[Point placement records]
· · · ·
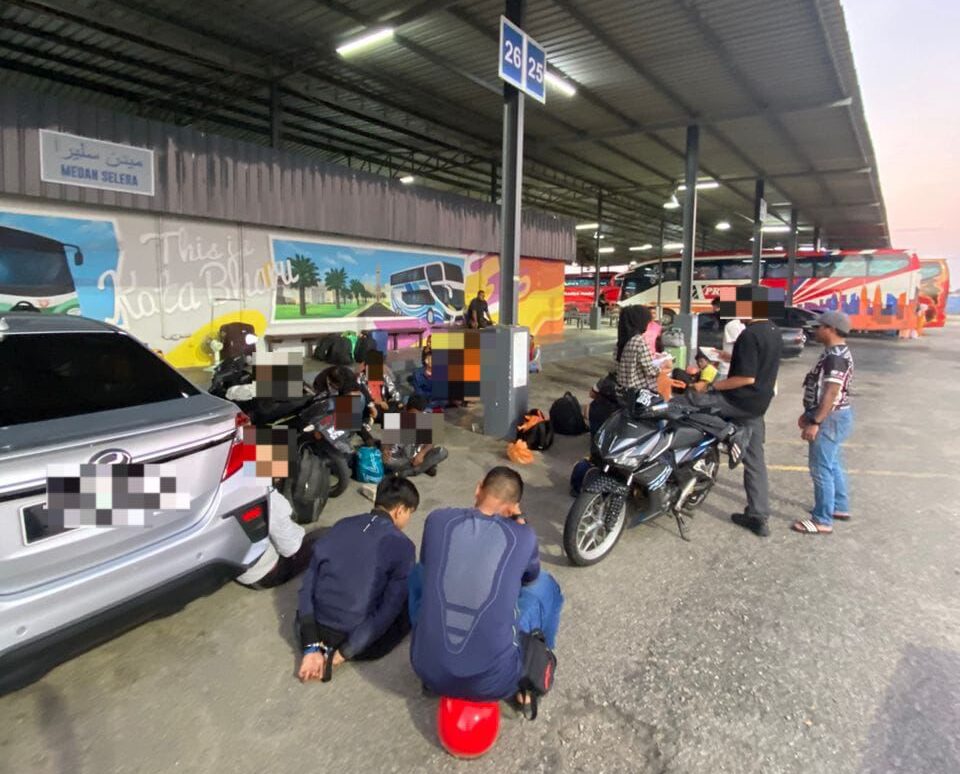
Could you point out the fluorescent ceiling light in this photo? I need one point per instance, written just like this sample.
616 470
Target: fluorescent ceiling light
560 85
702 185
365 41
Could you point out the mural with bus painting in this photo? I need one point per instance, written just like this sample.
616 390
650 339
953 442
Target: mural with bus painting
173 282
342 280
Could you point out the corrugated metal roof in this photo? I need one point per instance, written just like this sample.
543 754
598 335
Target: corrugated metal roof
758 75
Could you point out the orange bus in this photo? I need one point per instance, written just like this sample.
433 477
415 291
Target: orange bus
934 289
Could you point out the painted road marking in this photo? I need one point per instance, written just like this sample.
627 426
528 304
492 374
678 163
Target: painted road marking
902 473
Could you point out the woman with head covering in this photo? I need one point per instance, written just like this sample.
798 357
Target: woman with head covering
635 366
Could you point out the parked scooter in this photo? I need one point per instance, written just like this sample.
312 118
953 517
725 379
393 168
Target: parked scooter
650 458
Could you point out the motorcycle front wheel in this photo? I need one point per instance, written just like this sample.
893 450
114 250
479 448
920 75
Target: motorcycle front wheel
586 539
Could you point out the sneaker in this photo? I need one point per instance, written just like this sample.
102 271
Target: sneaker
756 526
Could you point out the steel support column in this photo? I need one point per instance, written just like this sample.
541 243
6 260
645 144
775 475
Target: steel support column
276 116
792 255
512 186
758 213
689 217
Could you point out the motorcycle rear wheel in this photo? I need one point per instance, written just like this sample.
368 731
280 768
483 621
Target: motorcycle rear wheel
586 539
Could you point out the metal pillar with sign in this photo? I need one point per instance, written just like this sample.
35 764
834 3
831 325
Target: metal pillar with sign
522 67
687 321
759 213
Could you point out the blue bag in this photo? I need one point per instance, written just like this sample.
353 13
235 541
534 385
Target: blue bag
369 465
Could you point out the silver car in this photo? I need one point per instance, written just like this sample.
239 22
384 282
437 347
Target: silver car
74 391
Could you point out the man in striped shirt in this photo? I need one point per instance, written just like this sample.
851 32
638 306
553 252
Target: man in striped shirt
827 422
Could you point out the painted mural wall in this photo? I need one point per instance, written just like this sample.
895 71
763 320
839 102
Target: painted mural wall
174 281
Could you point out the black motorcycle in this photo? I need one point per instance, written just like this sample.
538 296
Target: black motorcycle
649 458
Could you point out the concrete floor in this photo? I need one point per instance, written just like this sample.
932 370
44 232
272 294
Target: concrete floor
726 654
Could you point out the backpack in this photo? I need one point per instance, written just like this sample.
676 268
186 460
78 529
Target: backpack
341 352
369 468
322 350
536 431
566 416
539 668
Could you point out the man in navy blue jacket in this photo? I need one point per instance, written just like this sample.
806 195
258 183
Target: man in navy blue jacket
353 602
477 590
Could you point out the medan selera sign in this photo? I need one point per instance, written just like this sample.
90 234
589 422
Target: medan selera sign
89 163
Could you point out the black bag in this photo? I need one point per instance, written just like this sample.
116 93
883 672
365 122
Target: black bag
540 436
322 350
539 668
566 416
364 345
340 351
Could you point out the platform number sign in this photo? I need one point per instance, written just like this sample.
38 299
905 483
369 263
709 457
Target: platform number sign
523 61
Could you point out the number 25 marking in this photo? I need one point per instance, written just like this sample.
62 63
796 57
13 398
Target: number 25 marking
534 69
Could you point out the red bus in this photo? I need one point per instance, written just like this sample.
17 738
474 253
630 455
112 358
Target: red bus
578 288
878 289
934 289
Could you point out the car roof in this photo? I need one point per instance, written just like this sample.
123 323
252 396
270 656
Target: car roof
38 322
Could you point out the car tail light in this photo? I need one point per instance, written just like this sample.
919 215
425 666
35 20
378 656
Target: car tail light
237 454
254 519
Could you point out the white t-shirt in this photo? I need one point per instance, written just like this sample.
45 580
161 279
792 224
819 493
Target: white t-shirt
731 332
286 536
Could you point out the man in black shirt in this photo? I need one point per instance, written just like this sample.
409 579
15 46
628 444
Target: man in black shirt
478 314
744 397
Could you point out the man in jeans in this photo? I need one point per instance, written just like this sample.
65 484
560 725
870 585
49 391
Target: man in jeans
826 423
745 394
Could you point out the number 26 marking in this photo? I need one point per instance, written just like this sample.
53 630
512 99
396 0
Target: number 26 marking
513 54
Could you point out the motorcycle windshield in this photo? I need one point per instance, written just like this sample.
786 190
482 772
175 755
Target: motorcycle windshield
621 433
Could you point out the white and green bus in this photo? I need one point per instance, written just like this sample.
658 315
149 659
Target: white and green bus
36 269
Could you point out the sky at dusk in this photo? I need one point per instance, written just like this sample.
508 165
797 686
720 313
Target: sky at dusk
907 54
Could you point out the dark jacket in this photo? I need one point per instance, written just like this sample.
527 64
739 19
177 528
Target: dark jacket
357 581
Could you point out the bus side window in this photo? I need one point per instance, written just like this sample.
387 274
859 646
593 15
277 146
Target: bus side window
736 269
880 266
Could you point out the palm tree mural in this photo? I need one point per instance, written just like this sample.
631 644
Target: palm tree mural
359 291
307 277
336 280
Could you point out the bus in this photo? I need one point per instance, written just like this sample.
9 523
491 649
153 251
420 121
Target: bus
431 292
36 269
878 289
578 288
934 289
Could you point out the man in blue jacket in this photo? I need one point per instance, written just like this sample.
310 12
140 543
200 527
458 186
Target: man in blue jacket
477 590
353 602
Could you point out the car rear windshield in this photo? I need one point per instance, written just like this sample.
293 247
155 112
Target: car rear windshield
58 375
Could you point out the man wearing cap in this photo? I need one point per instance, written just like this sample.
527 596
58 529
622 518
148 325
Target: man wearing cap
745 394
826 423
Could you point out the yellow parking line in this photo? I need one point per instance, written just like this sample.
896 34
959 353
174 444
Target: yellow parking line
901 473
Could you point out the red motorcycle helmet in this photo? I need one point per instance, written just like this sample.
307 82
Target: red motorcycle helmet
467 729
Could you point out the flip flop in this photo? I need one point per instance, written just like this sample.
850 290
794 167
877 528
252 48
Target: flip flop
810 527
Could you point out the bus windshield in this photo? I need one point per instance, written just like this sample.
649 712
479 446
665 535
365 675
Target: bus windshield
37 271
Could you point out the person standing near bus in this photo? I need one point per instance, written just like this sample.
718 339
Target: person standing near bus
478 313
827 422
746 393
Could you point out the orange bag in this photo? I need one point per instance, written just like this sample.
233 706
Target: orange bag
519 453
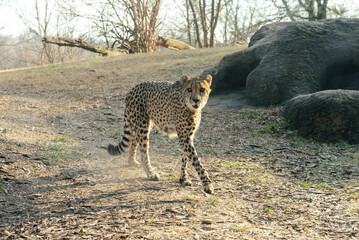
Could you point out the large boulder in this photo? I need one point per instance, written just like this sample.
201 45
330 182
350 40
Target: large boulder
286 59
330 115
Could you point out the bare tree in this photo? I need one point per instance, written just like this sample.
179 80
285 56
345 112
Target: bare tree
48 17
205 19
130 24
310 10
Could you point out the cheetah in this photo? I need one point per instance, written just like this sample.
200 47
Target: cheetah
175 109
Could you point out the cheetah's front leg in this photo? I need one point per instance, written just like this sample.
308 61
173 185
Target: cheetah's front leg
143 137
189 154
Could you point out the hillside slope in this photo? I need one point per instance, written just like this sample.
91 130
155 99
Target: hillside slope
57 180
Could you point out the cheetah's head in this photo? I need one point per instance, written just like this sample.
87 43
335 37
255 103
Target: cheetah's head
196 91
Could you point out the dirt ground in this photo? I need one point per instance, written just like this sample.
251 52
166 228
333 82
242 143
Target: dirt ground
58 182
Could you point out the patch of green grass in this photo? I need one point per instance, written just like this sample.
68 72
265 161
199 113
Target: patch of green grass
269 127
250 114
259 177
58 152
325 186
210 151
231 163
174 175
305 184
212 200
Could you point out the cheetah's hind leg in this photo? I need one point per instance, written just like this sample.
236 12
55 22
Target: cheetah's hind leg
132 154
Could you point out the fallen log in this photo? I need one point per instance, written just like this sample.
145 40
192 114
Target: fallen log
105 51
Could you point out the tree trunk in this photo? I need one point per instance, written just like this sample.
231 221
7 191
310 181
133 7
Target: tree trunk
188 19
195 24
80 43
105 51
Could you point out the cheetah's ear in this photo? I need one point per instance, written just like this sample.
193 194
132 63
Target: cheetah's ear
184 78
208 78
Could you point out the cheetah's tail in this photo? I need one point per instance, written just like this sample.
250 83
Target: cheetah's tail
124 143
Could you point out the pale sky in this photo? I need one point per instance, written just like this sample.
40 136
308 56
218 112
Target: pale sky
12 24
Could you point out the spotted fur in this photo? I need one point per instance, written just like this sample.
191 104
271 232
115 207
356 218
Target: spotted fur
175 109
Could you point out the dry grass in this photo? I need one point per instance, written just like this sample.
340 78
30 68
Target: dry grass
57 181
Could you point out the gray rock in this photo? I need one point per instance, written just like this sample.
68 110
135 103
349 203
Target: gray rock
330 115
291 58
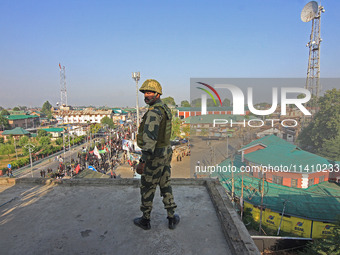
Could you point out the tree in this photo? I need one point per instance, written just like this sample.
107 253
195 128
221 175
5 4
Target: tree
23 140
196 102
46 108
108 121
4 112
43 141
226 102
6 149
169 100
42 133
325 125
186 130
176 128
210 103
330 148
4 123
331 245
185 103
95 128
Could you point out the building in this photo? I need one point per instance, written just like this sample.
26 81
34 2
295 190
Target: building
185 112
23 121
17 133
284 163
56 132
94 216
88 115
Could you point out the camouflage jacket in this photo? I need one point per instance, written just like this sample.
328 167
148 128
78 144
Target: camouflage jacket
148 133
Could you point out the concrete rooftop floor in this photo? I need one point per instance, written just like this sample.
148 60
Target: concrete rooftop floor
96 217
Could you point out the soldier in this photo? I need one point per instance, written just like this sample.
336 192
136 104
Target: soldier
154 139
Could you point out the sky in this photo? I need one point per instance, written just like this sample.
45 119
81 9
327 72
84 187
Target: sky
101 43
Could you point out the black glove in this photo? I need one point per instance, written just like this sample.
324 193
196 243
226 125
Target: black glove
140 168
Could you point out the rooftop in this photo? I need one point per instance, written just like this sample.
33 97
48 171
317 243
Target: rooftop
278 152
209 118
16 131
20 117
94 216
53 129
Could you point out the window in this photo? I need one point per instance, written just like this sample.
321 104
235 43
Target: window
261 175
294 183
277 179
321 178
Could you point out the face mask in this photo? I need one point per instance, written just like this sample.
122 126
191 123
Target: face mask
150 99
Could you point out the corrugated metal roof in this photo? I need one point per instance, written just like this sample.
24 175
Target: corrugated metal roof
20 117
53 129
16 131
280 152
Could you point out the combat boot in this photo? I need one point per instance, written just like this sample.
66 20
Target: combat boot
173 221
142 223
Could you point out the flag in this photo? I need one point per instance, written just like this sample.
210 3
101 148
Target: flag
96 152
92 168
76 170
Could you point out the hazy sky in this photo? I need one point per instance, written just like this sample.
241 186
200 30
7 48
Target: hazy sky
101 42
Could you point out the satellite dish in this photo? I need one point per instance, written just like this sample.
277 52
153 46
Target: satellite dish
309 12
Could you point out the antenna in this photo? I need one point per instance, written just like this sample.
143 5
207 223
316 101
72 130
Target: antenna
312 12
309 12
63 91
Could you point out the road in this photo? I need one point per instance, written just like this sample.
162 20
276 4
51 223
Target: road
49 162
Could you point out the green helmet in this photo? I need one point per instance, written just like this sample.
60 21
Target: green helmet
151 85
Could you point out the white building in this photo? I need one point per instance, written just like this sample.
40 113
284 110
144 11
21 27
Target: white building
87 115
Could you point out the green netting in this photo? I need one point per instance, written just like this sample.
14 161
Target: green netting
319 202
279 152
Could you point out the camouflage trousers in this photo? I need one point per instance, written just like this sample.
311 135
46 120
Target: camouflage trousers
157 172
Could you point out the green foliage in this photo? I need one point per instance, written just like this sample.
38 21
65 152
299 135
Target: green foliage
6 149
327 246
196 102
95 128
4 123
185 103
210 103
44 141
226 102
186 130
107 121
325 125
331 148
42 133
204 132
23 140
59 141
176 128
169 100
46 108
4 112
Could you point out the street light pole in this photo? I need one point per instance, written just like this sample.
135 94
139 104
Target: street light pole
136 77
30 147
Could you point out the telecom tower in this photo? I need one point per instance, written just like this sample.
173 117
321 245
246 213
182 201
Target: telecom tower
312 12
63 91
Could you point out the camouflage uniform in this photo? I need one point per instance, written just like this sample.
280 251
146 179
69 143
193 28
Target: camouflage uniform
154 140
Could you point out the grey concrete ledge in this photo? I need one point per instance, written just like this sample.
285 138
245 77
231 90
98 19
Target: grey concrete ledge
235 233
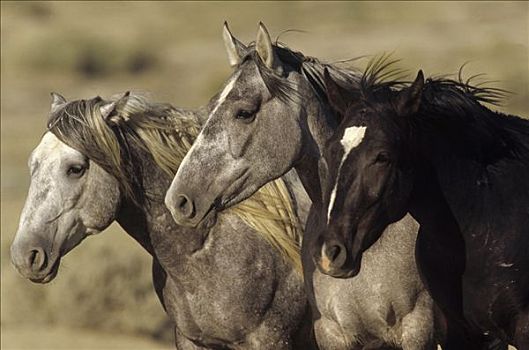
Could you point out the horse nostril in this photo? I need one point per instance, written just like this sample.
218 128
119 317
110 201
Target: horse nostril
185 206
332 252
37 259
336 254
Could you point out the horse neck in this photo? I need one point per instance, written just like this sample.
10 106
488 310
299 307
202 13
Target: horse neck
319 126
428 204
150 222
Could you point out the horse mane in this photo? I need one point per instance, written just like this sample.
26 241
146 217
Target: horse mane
· · · ·
_Problem requirements_: Could you reproduce, unchanged, everything from the row containing "Could you point out the horse nostril" down to the last of the rows?

_Solution to the problem_:
Could you point out the horse nostril in this photo? I need one point per instance, written just like this sample.
218 128
119 317
110 201
Target: horse nostril
185 206
332 252
37 259
336 254
Could you point out the horse neck in this photo? I need one point per instance, written just like this sample.
10 106
488 310
299 307
202 13
Target: horse neck
319 126
428 204
150 222
Could you point out the horse mane in this photo? I need one point per instance, written just like this sample.
26 241
146 217
Target: horse mane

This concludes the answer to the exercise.